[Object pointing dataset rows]

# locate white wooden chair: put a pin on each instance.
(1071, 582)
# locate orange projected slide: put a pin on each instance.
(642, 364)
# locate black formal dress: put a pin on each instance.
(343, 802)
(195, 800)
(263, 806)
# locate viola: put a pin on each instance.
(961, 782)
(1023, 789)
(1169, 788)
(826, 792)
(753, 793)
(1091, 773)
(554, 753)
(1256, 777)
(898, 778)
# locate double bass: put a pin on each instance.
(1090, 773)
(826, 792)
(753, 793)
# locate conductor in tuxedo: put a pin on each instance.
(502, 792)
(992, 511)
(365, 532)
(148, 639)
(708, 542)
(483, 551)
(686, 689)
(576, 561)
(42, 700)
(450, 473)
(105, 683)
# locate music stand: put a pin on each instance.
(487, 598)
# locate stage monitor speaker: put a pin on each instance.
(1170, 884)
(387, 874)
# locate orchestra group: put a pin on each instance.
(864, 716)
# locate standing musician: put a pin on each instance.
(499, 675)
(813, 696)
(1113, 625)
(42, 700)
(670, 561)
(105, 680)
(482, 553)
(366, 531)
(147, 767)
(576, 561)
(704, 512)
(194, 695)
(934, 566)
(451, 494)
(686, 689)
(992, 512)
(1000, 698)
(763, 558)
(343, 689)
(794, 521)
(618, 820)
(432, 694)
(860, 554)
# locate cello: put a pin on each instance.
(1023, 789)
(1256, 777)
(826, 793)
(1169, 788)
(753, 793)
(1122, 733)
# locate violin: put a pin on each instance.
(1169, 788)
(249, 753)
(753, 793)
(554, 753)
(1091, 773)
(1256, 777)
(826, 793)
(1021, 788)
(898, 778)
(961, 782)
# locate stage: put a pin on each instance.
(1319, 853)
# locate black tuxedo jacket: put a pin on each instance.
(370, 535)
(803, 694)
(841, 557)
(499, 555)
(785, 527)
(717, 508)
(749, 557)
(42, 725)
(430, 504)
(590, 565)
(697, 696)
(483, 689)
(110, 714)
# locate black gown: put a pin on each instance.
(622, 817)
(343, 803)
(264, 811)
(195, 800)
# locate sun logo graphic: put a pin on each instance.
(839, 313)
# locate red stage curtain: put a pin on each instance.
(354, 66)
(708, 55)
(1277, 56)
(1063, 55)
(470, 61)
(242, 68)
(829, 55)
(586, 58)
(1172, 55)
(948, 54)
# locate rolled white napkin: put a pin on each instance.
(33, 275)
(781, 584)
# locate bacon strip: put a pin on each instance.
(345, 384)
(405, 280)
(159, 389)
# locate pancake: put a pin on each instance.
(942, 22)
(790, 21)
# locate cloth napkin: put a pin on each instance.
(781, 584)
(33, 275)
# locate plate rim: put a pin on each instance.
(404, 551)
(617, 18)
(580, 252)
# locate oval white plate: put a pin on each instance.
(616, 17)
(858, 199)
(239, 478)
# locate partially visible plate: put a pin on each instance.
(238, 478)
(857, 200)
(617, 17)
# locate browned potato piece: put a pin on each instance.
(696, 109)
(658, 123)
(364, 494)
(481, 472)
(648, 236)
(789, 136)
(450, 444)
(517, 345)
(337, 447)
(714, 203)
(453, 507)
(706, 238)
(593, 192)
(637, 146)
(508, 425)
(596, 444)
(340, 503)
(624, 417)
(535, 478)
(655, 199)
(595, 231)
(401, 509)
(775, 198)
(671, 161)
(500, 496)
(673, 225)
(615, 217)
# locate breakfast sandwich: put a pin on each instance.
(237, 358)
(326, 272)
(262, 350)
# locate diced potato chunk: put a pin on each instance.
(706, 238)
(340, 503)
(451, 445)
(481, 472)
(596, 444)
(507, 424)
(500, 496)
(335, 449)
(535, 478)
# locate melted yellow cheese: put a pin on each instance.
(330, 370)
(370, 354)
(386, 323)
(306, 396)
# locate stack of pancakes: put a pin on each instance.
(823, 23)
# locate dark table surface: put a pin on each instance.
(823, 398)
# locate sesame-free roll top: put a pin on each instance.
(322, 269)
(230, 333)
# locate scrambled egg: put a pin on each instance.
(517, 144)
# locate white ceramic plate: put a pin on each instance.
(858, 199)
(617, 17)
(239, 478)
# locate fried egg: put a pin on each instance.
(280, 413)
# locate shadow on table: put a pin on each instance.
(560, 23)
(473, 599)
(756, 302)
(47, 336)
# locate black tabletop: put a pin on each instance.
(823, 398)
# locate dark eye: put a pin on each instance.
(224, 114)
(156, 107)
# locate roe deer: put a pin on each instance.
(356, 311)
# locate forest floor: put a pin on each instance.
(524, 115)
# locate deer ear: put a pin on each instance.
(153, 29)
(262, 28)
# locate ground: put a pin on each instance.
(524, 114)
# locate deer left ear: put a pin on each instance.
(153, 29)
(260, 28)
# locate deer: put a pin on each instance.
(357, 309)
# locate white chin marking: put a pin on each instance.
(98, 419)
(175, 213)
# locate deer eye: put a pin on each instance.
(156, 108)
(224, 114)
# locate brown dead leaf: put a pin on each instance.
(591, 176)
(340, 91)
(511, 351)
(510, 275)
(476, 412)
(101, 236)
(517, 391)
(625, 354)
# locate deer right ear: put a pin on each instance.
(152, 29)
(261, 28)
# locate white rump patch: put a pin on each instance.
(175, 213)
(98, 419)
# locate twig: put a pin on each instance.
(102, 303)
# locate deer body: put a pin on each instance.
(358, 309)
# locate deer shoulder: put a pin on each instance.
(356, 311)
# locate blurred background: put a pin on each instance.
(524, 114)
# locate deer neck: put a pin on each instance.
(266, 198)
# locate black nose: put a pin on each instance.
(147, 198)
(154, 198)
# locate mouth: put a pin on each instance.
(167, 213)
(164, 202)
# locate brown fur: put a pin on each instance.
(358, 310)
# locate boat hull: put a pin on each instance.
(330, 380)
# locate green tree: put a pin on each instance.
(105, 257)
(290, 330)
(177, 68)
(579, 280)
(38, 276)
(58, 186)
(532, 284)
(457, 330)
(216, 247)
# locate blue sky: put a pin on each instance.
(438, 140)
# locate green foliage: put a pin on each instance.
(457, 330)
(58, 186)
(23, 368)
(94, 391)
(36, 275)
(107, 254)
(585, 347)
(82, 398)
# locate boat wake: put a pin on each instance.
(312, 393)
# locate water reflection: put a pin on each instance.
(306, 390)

- **WRITTEN REQUEST**:
Can you give every line above again, exactly as written?

- **ANSWER IN FULL**:
# locate white wooden chair: put a pin on each instance.
(1071, 582)
# locate orange projected slide: put a pin on each instance.
(642, 364)
# locate black formal dress: put a pin on each instance.
(343, 802)
(195, 800)
(263, 806)
# locate viola: put a pin on each instance.
(961, 782)
(1023, 789)
(1169, 788)
(826, 792)
(753, 793)
(1091, 773)
(554, 753)
(1256, 777)
(898, 778)
# locate double bass: put a pin on each instance.
(1090, 773)
(826, 792)
(753, 793)
# locate conductor in tuxedo: put a pin on each instance.
(502, 792)
(992, 511)
(365, 532)
(148, 639)
(708, 542)
(483, 551)
(686, 689)
(576, 561)
(42, 700)
(450, 473)
(105, 683)
# locate music stand: put a pin on each instance.
(487, 598)
# locate stage monitor speaker: put a pin on each instance.
(1170, 884)
(387, 874)
# locate orchestra group: put a pin on each instance.
(864, 716)
# locate standing musician: put a pin on each instance.
(499, 675)
(813, 696)
(1113, 625)
(42, 700)
(670, 561)
(105, 680)
(482, 553)
(366, 531)
(147, 767)
(576, 561)
(704, 512)
(194, 695)
(934, 566)
(451, 494)
(686, 689)
(992, 512)
(1000, 698)
(763, 558)
(343, 689)
(794, 521)
(618, 820)
(432, 694)
(860, 554)
# locate cello: put a pin on each instance.
(1023, 789)
(1256, 777)
(826, 793)
(1169, 788)
(753, 793)
(1122, 733)
# locate violin: put a pin on each instance.
(1169, 788)
(249, 753)
(753, 793)
(554, 753)
(1091, 773)
(1256, 777)
(826, 793)
(1021, 788)
(898, 778)
(961, 782)
# locate stage: put a pin on each instance.
(1319, 853)
# locate black tuxedo jacket: put a pin on each instance.
(370, 535)
(803, 694)
(841, 557)
(499, 555)
(785, 527)
(717, 508)
(749, 557)
(42, 725)
(430, 504)
(590, 565)
(697, 696)
(483, 689)
(110, 714)
# locate black gown: put a pin on each instance.
(622, 817)
(343, 803)
(264, 811)
(195, 800)
# locate sun logo graphic: put a pin on each instance.
(839, 313)
# locate red stage curtain: put a pin on each instance.
(354, 66)
(708, 55)
(1277, 56)
(1063, 55)
(470, 61)
(242, 68)
(829, 55)
(586, 58)
(1172, 55)
(948, 54)
# locate rolled white napkin: put a pin on each instance.
(33, 275)
(781, 584)
# locate bacon strip: put a pin on each instance.
(345, 384)
(405, 280)
(159, 389)
# locate pancake: put a pin on each instance.
(942, 22)
(790, 21)
# locate cloth napkin: put a pin on each instance.
(781, 584)
(33, 275)
# locate plate rim: put a pin on each instance.
(404, 551)
(617, 18)
(580, 252)
# locate oval white plate: put a pin on each instance.
(616, 17)
(858, 199)
(239, 478)
# locate partially visible plate: put a pin on each instance.
(238, 478)
(857, 200)
(617, 17)
# locate browned potato piece: put a pin on each instance.
(696, 109)
(658, 123)
(364, 494)
(481, 472)
(648, 236)
(789, 136)
(450, 444)
(517, 345)
(337, 447)
(714, 203)
(453, 507)
(706, 238)
(593, 192)
(637, 146)
(508, 425)
(596, 444)
(340, 503)
(624, 417)
(535, 478)
(655, 199)
(595, 231)
(401, 509)
(775, 198)
(671, 161)
(500, 496)
(673, 225)
(615, 217)
# locate breakfast sandwich: put a pin on each instance.
(237, 358)
(326, 272)
(262, 350)
# locate diced potato chunk: put a pin on each instance.
(706, 238)
(340, 503)
(451, 445)
(481, 472)
(596, 444)
(507, 424)
(500, 496)
(335, 449)
(535, 478)
# locate melted yellow cheese: put a pin on each instance.
(330, 370)
(370, 354)
(386, 323)
(306, 396)
# locate stack of pancakes: put a pin on each instance.
(823, 23)
# locate dark table surface: put a pin on each instance.
(823, 398)
# locate sesame-free roll top: put a pin on each instance.
(322, 269)
(230, 333)
# locate scrambled egg: put a pin on each instance.
(517, 144)
# locate white ceramic plate: put a pin on each instance.
(858, 199)
(617, 17)
(239, 478)
# locate fried egg: put a pin on each instance.
(280, 413)
# locate shadow on table: put a pin on each instance.
(560, 23)
(473, 599)
(756, 302)
(47, 336)
# locate black tabletop: put a pin on each instance.
(823, 398)
# locate dark eye: put a pin on each instance.
(224, 114)
(156, 107)
# locate roe deer: put a pin on each instance.
(356, 311)
# locate forest floor: put a pin on each instance.
(524, 115)
# locate deer ear: put a pin on each instance.
(153, 29)
(262, 28)
# locate ground: put a pin on each instance.
(524, 114)
# locate deer left ear: put a pin on each instance.
(153, 29)
(260, 28)
# locate deer: put a pin on each instance.
(357, 309)
# locate white chin marking: put a pin on each instance.
(98, 419)
(175, 213)
# locate deer eye: put a pin on each instance.
(156, 108)
(224, 114)
# locate brown dead leaf: put a pin on each instance.
(591, 176)
(340, 91)
(511, 351)
(510, 275)
(476, 412)
(101, 236)
(517, 391)
(625, 354)
# locate deer right ear: put a pin on each instance.
(152, 29)
(261, 28)
# locate white rump patch: put a pin on each instance.
(175, 213)
(98, 419)
# locate twig: put a pin on each instance.
(102, 303)
# locate deer body: put a pin on each instance.
(358, 309)
# locate deer shoulder: put a pin on each instance.
(356, 311)
# locate blurred background: put a pin on each instance.
(524, 114)
# locate deer neck: put a pin on each instance.
(266, 198)
# locate black nose: put a pin on each instance.
(147, 198)
(154, 198)
# locate mouth: put a pin on each instance.
(167, 213)
(164, 202)
# locate brown fur: put a pin on each instance.
(358, 310)
# locate boat hull: put a pin on each instance.
(330, 380)
# locate green tree: put a pin on each instance.
(105, 257)
(290, 330)
(177, 68)
(579, 280)
(38, 276)
(58, 186)
(532, 284)
(457, 330)
(216, 247)
# locate blue sky: put a pin on each instance.
(438, 140)
# locate green foliage: put a pin on each instance.
(457, 330)
(58, 186)
(23, 368)
(94, 391)
(36, 275)
(107, 254)
(585, 347)
(82, 398)
# locate boat wake: put a pin on each instance.
(312, 393)
# locate water reflection: put a pin on each instance.
(306, 390)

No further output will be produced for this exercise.